» **Given records**:
## BEGIN

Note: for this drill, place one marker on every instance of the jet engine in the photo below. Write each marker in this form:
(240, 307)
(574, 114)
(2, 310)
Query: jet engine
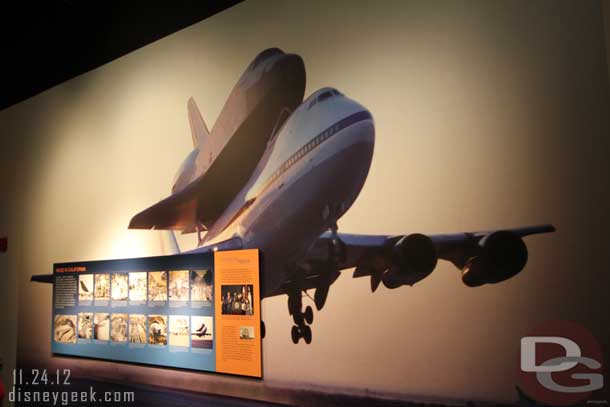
(501, 255)
(414, 257)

## END

» **The problem**: Print every line of the items above verbatim, leaving the pictures out.

» **Solution for this task**:
Note: for this drill, place one marker on every instance of the jet engine in the photo below. Write each marker in this form:
(240, 307)
(574, 114)
(2, 310)
Query: jet engine
(501, 255)
(414, 257)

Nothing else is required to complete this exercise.